* _What you need to do_: In the records below, copy out word for word every line from the one containing "Each instance of the parasol" through the one containing "437), (229, 435)]", with both of those lines included.

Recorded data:
::::::

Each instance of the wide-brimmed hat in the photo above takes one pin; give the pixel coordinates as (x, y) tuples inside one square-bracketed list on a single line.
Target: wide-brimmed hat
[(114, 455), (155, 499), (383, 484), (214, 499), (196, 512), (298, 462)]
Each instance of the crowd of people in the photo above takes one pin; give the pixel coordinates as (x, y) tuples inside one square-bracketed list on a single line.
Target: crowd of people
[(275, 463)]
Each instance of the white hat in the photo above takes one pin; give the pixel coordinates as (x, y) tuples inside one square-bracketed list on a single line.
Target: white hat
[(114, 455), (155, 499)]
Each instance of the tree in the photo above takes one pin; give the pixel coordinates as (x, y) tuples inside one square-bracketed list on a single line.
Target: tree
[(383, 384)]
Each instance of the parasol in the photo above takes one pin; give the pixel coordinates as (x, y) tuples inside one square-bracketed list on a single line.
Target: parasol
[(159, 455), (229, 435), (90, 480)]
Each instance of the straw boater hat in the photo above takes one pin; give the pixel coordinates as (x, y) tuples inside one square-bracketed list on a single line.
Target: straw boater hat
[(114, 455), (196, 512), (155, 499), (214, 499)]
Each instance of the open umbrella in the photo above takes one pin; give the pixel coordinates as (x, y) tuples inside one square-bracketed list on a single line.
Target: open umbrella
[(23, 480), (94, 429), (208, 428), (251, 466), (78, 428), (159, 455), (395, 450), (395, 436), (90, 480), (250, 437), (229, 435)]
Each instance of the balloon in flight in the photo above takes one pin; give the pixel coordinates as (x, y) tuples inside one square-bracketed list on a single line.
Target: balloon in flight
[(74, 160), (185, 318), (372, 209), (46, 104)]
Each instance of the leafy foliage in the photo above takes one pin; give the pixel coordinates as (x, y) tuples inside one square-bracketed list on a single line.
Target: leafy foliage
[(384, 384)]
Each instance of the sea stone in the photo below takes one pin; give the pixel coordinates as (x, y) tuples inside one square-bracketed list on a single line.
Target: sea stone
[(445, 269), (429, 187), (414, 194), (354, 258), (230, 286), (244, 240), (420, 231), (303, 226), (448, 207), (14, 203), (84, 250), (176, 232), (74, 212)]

::::::

* _Full response_:
Each instance of the parasol in the photo above takes one pin; give the pixel coordinates as (x, y) tuples inside one square-bracketed list on a single line.
Target: parasol
[(159, 455), (229, 435), (90, 480)]
Each instance of the straw boater hat in the photo above takes one pin; give the pixel coordinates as (x, y) tuples inside one square-bracketed list on a single line.
Target: straw boater hat
[(114, 455), (196, 512), (155, 499), (214, 499)]
Each instance of the open umbrella in the photo above takes one pin; give the pixel coordinates as (x, y) tuples inside one square-bracketed list on a single line.
Target: open umbrella
[(23, 480), (94, 429), (208, 428), (251, 466), (78, 428), (159, 455), (395, 450), (395, 436), (90, 480), (250, 437), (229, 435)]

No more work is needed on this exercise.